■ **TEXT EXTRACT**
But then, after 10,000 terrible reality TV shows hit the air, the ratings dried up, and no one was sure what to do anymore. Eventually much cheaper productions moved to ancillary channels. But for awhile there it was touch and go on what would happen with the format.

Right now there are SO MANY FREAKING SHOWS spread across SO MANY CHANNELS that casualties are a foregone conclusion. There just aren’t enough eyeballs to watch everything. And even when there are, you have to first find the shows, then find out where they’re on, then find out when they’re on. And how do you do that when all the high profile shows are saying, “Look over here instead!!”

You have guys like Matthew Weiner making some bonkers mega-budgeted show on Amazon. You’ve got the Tom Hardy show, Taboo, which is good, but the average viewer has no idea what it’s about. You’ve got this misconceived Ryan Murphy’s show, “Feud,” which is a 90 minute movie at best being stretched into a season of television. You’ve got award winning shows like Atlanta, yet I haven’t met a single person who’s actually seen it.

The Alienist fits into that mold. You have really smart creative people making this show. But it’s so dark and so intense, that to stand out amongst this endless list of competition is going to be darn near impossible unless the show is great.

So, is the show great?

Well, I know one way to find out.

Local newspaper reporter John Moore has been sent to check out a gruesome murder at the unfinished Williamsburg Bridge. “Unfinished” because this is 1896 New York. I’ll tell you who is finished though. The prostitute boy who’s been sliced open and had his eyes gouged out.

■ **EXCERPTED DATA**
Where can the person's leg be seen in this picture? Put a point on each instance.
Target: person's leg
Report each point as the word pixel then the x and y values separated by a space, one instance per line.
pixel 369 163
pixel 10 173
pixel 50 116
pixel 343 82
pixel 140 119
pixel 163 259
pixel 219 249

■ **WHAT IS ASKED**
**A.** In the passage on The Alienist, take the part that opens with the words containing "Local newspaper reporter" and closes with "eyes gouged out.", and swap "Williamsburg Bridge" for "Brooklyn Bridge".
**B.** According to the passage on The Alienist, in what year and city is the story set?
The data isn't needed here.

■ **RESULTS FOR EACH TASK**
**A.**
Local newspaper reporter John Moore has been sent to check out a gruesome murder at the unfinished Brooklyn Bridge. “Unfinished” because this is 1896 New York. I’ll tell you who is finished though. The prostitute boy who’s been sliced open and had his eyes gouged out.

**B.** 1896, New York.